What is being asked: Beginning with the line that contains "Task: Where can the young" and continuing through the line that contains "[[310, 485]]", write out only those lines again, requests included. Multiply every x and y coordinate in the answers by 1.4 and round each result to a whole number, rounding halves up.

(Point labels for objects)
>>
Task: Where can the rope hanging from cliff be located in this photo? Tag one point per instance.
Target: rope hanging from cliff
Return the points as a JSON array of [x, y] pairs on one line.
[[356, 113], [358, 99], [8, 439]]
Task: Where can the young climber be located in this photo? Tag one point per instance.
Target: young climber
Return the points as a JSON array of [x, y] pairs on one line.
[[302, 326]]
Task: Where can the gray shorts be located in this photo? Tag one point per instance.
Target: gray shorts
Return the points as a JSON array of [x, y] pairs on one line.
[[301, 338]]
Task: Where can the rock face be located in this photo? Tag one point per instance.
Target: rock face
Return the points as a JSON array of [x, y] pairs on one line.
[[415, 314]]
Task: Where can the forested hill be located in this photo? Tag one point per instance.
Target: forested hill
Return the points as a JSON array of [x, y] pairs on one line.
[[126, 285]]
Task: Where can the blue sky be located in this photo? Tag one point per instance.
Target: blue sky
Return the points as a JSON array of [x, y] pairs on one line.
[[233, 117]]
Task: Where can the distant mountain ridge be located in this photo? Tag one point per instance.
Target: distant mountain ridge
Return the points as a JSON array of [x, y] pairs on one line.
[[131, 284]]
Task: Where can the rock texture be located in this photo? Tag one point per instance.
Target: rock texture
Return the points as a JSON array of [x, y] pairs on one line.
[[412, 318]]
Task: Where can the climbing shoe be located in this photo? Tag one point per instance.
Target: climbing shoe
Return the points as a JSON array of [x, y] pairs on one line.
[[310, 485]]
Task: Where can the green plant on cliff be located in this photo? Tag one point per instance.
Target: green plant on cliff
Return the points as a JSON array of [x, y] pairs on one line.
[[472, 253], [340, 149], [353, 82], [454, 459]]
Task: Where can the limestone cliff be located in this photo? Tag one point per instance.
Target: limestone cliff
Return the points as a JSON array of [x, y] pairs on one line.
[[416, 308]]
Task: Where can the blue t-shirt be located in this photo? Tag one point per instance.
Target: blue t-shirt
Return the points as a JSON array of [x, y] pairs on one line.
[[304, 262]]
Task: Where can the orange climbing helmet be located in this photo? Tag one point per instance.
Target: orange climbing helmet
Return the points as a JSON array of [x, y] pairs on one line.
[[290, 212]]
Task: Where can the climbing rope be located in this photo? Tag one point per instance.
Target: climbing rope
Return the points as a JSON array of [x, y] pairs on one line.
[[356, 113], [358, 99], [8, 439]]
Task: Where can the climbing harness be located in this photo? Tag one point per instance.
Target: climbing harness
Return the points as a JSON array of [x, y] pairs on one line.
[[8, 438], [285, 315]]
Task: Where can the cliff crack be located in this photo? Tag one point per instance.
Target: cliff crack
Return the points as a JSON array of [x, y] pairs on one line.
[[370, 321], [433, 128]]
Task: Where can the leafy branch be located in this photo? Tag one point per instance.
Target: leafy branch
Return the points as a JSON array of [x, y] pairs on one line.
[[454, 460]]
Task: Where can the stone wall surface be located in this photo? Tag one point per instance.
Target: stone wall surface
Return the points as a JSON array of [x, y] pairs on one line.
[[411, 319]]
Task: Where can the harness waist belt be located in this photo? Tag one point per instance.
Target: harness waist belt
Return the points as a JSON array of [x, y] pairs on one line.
<<
Finished answer:
Task: Where can the young climber be located in this photo? Tag one point per instance.
Target: young climber
Return the points as a JSON array of [x, y] pairs on one line.
[[423, 456]]
Task: Where can the gray shorts be located in this photo? Tag one point per instance.
Target: gray shorts
Return the points as a JSON array of [x, y] pairs on one line.
[[421, 473]]
Task: Where can the rock face be located in this photo? Tag one point per instance.
Target: rock face
Return the points as a JSON array of [x, y] pairs on one line.
[[581, 440]]
Task: Where can the forested hill be located in this photo? Tag one point per instance.
Target: forested hill
Return the points as a JSON array of [x, y] pairs on one line.
[[176, 399]]
Task: Where can the blue sky be located in this photo? Tag one point per instance.
Target: blue sky
Return the points as a JSON array of [x, y] pairs on one line.
[[326, 164]]
Task: Where can the distant mountain ridge be located in this photo? Tag one point per instance.
Target: distant mountain ridge
Return the points as a JSON array of [x, y] pairs on one line.
[[183, 398]]
Task: Where can the rock texture be located in this photo? Tag one point per instance.
Target: rock texture
Return the points as a JSON array of [x, y] pairs on one line.
[[577, 445]]
Task: Where can the climbing shoe be located in this photo? Tag one point per instance.
Target: climbing shoe
Return the points as a JSON array of [x, y] pairs on one line.
[[434, 679]]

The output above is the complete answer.